*Required work*:
Transcribe the records underneath word for word, and leave no line out.
--------------------------------------------------
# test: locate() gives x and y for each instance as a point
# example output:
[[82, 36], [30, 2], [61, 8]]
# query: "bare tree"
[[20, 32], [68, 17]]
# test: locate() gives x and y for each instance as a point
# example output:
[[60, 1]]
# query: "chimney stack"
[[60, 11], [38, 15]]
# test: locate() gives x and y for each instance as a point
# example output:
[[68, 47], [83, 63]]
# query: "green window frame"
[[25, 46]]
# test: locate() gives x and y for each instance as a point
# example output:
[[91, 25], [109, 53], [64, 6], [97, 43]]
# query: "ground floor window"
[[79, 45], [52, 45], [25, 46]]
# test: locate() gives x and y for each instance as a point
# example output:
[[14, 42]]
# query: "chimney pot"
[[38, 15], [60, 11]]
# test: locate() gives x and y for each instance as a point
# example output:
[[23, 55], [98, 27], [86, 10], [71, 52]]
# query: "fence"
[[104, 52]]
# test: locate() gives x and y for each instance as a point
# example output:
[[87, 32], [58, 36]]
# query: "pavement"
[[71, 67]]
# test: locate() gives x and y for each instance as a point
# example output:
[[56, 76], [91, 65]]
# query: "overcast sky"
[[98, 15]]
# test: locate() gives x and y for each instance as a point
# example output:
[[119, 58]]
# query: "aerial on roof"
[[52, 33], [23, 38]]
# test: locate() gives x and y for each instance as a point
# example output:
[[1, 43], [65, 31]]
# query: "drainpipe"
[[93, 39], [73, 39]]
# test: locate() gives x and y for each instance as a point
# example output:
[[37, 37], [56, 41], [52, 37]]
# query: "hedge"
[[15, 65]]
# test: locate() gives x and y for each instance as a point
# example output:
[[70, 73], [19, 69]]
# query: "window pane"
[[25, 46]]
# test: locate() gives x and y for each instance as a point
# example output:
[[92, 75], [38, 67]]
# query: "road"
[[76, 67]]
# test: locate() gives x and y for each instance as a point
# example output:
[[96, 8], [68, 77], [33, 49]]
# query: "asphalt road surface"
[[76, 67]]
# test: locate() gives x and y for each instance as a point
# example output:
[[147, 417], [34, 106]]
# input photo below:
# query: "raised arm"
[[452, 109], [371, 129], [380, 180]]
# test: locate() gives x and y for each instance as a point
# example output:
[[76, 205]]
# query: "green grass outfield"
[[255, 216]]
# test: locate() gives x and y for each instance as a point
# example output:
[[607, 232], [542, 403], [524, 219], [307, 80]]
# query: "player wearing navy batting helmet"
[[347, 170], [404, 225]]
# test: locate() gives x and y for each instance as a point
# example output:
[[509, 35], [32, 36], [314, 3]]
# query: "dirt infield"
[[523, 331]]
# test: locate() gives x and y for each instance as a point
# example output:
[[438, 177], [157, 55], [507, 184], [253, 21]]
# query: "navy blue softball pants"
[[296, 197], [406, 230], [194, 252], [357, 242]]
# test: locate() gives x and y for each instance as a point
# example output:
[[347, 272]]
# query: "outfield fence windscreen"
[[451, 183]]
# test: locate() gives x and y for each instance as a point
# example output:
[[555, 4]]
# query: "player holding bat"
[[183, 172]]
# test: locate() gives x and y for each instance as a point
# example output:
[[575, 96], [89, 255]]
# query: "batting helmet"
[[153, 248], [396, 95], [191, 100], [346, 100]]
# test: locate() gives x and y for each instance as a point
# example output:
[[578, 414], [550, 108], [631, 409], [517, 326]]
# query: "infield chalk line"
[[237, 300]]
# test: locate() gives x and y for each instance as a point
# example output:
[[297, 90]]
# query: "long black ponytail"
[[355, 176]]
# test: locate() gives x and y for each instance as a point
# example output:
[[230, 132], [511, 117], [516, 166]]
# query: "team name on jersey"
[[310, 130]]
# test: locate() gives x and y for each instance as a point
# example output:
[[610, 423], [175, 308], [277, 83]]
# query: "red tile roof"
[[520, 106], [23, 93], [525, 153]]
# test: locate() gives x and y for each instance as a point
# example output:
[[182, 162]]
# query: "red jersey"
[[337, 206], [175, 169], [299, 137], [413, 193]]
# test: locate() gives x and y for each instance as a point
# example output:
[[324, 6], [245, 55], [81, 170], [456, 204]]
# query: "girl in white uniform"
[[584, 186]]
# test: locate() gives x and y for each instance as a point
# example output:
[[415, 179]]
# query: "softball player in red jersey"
--------------------------------------------------
*Answer to this task*:
# test: locate() gives x and y for each instance as a point
# example output:
[[82, 36], [30, 2], [61, 8]]
# query: "bare tree"
[[20, 32], [68, 17]]
# test: locate() gives x and y for each instance as a point
# example output:
[[60, 1]]
# query: "chimney stack"
[[60, 11], [38, 15]]
# test: locate() gives x and y for each instance as a point
# example output:
[[68, 47], [83, 63]]
# query: "green window frame"
[[25, 46]]
# test: locate() gives x and y for each instance as a point
# example output:
[[91, 25], [109, 53], [64, 6], [97, 43]]
# query: "ground floor window"
[[79, 45], [52, 45], [25, 46]]
# test: locate() gives x and y for each instance as a point
# example output:
[[14, 42]]
# query: "chimney pot"
[[38, 15], [60, 11]]
# test: locate() gives x and y for each instance as a point
# example output:
[[23, 55], [98, 27], [86, 10], [71, 52]]
# query: "fence"
[[104, 52]]
# test: locate() gives x and y for each instance as a point
# example output:
[[87, 32], [58, 36]]
# query: "pavement"
[[71, 67]]
# test: locate() gives x and y for each instance as a point
# example output:
[[56, 76], [91, 65]]
# query: "overcast sky"
[[98, 15]]
# test: locate() gives x and y for each instance as a point
# example output:
[[119, 58]]
# query: "aerial on roof"
[[52, 33], [23, 38]]
# test: locate() gives x and y for each instance as a point
# example output:
[[1, 43], [65, 31]]
# query: "drainpipe"
[[93, 39], [73, 39]]
# test: locate() gives x and y for each instance as a point
# example output:
[[37, 37], [56, 41], [52, 37]]
# query: "hedge"
[[15, 65]]
# test: locate() gives x and y for each instance as a point
# example output:
[[70, 73], [19, 69]]
# query: "window pane"
[[25, 46]]
# test: locate() gives x and y for each instance as a point
# example output:
[[92, 75], [38, 67]]
# query: "road"
[[76, 67]]
# test: locate() gives x and y for each instance as a point
# example output:
[[96, 8], [68, 77], [33, 49]]
# query: "asphalt road surface"
[[76, 67]]
# test: locate() gives x and y for each instance as a point
# example output:
[[147, 417], [34, 106]]
# input photo below:
# query: "raised arm"
[[452, 109], [371, 129], [380, 180]]
# test: locate() gives x and y for each instance as a point
# example output:
[[76, 205]]
# query: "green grass outfield"
[[255, 216]]
# test: locate() gives x and y for each instance as a point
# example output:
[[607, 232], [542, 403], [524, 219], [307, 80]]
# query: "player wearing navy batting helmet"
[[347, 170], [404, 225]]
# test: locate() gives x and y for each instance as a point
# example output:
[[509, 35], [32, 36], [314, 3]]
# query: "dirt infield"
[[523, 331]]
# test: locate() gives x and y for each instance as a point
# example output:
[[438, 177], [157, 55], [507, 184], [253, 21]]
# query: "navy blue softball pants"
[[296, 197], [406, 230], [194, 252], [357, 242]]
# test: locate() gives x and y for each instance as a point
# example output:
[[347, 272]]
# query: "outfield fence windscreen"
[[451, 183]]
# test: locate() gives x and y for each instance as a point
# example output:
[[555, 4]]
# query: "player holding bat"
[[183, 172]]
# test: locate() gives x and y for each instance as a point
# example output:
[[575, 96], [89, 255]]
# query: "batting helmet"
[[153, 248], [396, 95], [191, 100], [346, 100]]
# test: locate() gives x and y for each instance as a point
# example output:
[[578, 414], [550, 108], [631, 409], [517, 326]]
# query: "infield chalk line"
[[237, 300]]
# test: locate() gives x and y for each instance as a point
# example output:
[[297, 90]]
# query: "long black ponytail"
[[355, 176]]
# test: locate() gives x and y for each instance as a point
# example output:
[[230, 132], [511, 117], [516, 166]]
# query: "team name on jersey"
[[310, 130]]
# test: locate() gives x and y for each instance as a point
# example output:
[[610, 423], [175, 308], [277, 83]]
# query: "red tile roof"
[[520, 106], [23, 93], [525, 153]]
# test: locate() gives x and y for each instance as a point
# example output:
[[182, 162]]
# query: "red jersey"
[[337, 206], [175, 169], [299, 137], [413, 193]]
# test: locate() gives x and y for each instance as a point
# example output:
[[324, 6], [245, 55], [81, 170], [456, 204]]
# query: "girl in white uniform"
[[584, 186]]
# test: locate() gives x and y for each instance as a point
# example output:
[[415, 179]]
# query: "softball player in red jersey"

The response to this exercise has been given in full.